**Selected text:**
Are you looking for a travel experience that will totally transform your life? Justine Kim explores the best spots to satisfy your spirit.

Since the beginning of time, man has worshipped gods. Throughout the world, there is plenty of physical evidence that traces the history of man’s quest to reunite with the divine: ancient stone circles, majestic pyramids, gothic cathedrals and mountaintop shrines. People have visited these sacred sites for healing, inspiration and guidance.

Mainstream western scientists may scoff at suggestions of water from holy wells curing illnesses and the like, but the concept of powerful places has been known to many cultures for thousands of years.

Regardless of what religion you adhere to, or even if you're not religious, there are certain places that evoke feelings of awe and wonder. These places may not move you to suddenly believe in an unseen power, but the sheer beauty and depth of history can be enough to take your breath away. Here are ten of the most holy places that you can find on the globe.

Rio de Janeiro, Brazil

On the Corcovado mountain high above Rio de Janeiro, you will find one of the world’s most visited holy statues, the Cristo Redentor or Christ the Redeemer. In 1931, the statue was inaugurated as an icon of faith to celebrate the Centenary of Brazilian Independence of 1822. The statue has open arms, a gesture of blessing, protection and power.

Mount Fuji, Japan

Japan is a very tranquil and picturesque country with a lot of religious and cultural history. The elegant Mount Fuji is a mysterious and spiritual landmark that has inspired art and literature throughout the ages.

For generations, Mount Fuji, also called Fujiyama (“everlasting life”) has been considered a sacred mountain that pilgrims climb as a religious experience. An estimated 200,000 people climb Mount Fuji every year, about 30 per cent are foreigners.

Sedona, Arizona

You don’t have to leave North America to find places known for miracles. Sedona, especially the Navajo region, is a noted spiritual hotspot. It has been a pilgrimage destination since prehistoric times. Long before the Europeans settled North America, the indigenous Navajo aboriginals and natives from Canada and Central America journeyed here for healing and learning.

**Set task 1:** According to the article on sacred travel destinations, in what year was the Christ the Redeemer statue inaugurated?

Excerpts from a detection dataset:
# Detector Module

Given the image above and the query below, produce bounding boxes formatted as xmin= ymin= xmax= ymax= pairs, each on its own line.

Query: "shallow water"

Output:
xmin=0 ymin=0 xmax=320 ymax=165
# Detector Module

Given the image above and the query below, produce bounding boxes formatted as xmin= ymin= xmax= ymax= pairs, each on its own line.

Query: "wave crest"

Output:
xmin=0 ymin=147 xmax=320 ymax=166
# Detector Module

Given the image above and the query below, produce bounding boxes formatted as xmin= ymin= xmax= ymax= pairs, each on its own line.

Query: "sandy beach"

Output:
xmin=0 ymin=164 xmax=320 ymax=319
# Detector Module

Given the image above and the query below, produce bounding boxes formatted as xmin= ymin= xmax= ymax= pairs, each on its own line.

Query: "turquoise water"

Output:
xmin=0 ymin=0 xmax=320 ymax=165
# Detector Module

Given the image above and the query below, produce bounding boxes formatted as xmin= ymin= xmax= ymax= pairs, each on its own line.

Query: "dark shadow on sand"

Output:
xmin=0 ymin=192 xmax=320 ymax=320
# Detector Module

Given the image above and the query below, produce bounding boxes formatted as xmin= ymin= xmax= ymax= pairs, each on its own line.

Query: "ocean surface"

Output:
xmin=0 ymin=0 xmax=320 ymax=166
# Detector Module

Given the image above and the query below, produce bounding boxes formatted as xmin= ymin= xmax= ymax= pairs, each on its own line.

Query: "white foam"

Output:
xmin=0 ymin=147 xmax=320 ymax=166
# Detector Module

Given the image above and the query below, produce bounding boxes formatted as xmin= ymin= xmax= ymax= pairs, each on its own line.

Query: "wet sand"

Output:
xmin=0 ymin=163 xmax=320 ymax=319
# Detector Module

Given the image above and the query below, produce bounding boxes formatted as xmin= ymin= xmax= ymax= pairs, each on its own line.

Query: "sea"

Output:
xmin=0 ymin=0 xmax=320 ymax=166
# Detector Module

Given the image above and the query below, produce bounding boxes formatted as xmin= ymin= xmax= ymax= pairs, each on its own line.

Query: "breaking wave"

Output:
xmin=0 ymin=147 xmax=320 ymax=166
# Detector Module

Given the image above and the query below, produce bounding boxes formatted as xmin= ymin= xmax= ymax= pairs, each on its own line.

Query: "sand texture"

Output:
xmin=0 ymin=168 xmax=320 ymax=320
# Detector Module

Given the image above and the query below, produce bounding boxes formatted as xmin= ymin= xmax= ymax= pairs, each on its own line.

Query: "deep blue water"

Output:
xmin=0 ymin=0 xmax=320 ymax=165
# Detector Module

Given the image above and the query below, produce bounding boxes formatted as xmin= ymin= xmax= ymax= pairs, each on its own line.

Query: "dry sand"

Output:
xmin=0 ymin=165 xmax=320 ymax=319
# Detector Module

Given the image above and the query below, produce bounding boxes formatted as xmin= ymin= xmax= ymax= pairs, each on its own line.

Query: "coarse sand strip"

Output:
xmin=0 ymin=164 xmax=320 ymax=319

**Set task 2:** Extract, word for word, the lines of the listing from its first line through the line holding "xmin=0 ymin=192 xmax=320 ymax=320", both ends included.

**Worked solution 1:** 1931

**Worked solution 2:**
# Detector Module

Given the image above and the query below, produce bounding boxes formatted as xmin= ymin= xmax= ymax= pairs, each on its own line.

Query: "shallow water"

Output:
xmin=0 ymin=0 xmax=320 ymax=165
# Detector Module

Given the image above and the query below, produce bounding boxes formatted as xmin= ymin= xmax= ymax= pairs, each on its own line.

Query: "wave crest"

Output:
xmin=0 ymin=147 xmax=320 ymax=166
# Detector Module

Given the image above and the query below, produce bounding boxes formatted as xmin= ymin= xmax= ymax= pairs, each on its own line.

Query: "sandy beach"

Output:
xmin=0 ymin=164 xmax=320 ymax=319
# Detector Module

Given the image above and the query below, produce bounding boxes formatted as xmin= ymin= xmax= ymax= pairs, each on its own line.

Query: "turquoise water"

Output:
xmin=0 ymin=0 xmax=320 ymax=165
# Detector Module

Given the image above and the query below, produce bounding boxes formatted as xmin= ymin= xmax= ymax= pairs, each on its own line.

Query: "dark shadow on sand"

Output:
xmin=0 ymin=192 xmax=320 ymax=320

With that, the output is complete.